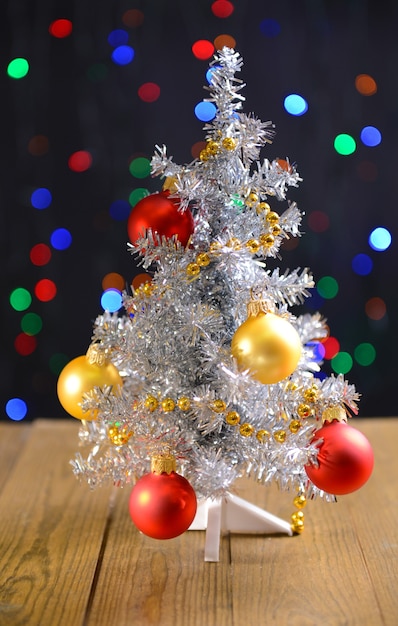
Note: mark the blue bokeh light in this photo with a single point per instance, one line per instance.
(205, 111)
(380, 239)
(61, 239)
(362, 264)
(370, 136)
(111, 300)
(123, 55)
(295, 104)
(16, 409)
(41, 198)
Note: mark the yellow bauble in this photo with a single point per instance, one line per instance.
(268, 346)
(80, 376)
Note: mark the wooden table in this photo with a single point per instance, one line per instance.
(72, 557)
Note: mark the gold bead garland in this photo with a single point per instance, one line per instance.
(297, 524)
(232, 417)
(119, 437)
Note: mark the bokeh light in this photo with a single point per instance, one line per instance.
(342, 363)
(224, 40)
(365, 354)
(380, 239)
(119, 210)
(318, 221)
(327, 287)
(31, 323)
(149, 92)
(345, 144)
(80, 161)
(370, 136)
(20, 299)
(331, 346)
(137, 194)
(16, 409)
(61, 239)
(140, 167)
(203, 49)
(113, 280)
(25, 344)
(60, 28)
(111, 300)
(375, 308)
(123, 55)
(295, 104)
(362, 264)
(40, 254)
(45, 290)
(41, 198)
(18, 68)
(366, 85)
(222, 8)
(118, 37)
(270, 27)
(205, 111)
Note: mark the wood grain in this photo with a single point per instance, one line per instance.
(72, 557)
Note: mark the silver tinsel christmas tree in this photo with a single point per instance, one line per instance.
(217, 371)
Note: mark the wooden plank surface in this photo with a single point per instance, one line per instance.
(51, 532)
(69, 556)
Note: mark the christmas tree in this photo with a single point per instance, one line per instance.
(209, 372)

------------------------

● GIVEN EXERCISE:
Convert the data above into a two-column CSV with the headers note and points, with one row for each note. Put the note's text in the first field and its points in the second, quote each field, replace line breaks with spaces, cover all of the data, and leave the pictures out.

● ANSWER BELOW:
note,points
"Note: mark the blue bokeh light in this photo with a single point per instance, one line per instance.","(205, 111) (380, 239) (61, 239) (362, 264) (370, 136) (111, 300) (123, 55) (295, 104) (16, 409) (41, 198)"
"Note: mark the yellow bauble in this photo with a single point per instance, one line per instance.","(268, 346) (80, 376)"
"Note: mark the wooden table in this photo with a single point per instance, one line per instance.","(72, 557)"
"Note: mark the gold bead garland in this photo with a single point per instance, one line per instance.","(297, 524) (232, 417) (119, 437)"
"Note: mark the bokeh light in this photo with a single point per instance, one line per instance.","(342, 363) (224, 40) (365, 354) (380, 239) (119, 210) (318, 221) (327, 287) (31, 323) (149, 92) (345, 144) (80, 161) (370, 136) (20, 299) (331, 346) (137, 194) (16, 409) (61, 239) (140, 167) (203, 49) (113, 280) (25, 344) (60, 28) (111, 300) (375, 308) (123, 55) (295, 104) (362, 264) (40, 254) (45, 290) (41, 198) (18, 68) (366, 85) (222, 8) (118, 37) (270, 27) (205, 111)"
"Note: mark the wood grain in this photo with a single point per instance, one line per instance.","(72, 557)"
"Note: mark the silver tinsel christmas tree in this photo with a single point per instance, one line per instance.","(217, 371)"
"Note: mark the wooden plank surface in this photo with a single point per instance, one line per instance.","(51, 532) (69, 556)"
"Note: mark the christmas tree in this photo with a single point per instance, one line per instance.","(209, 372)"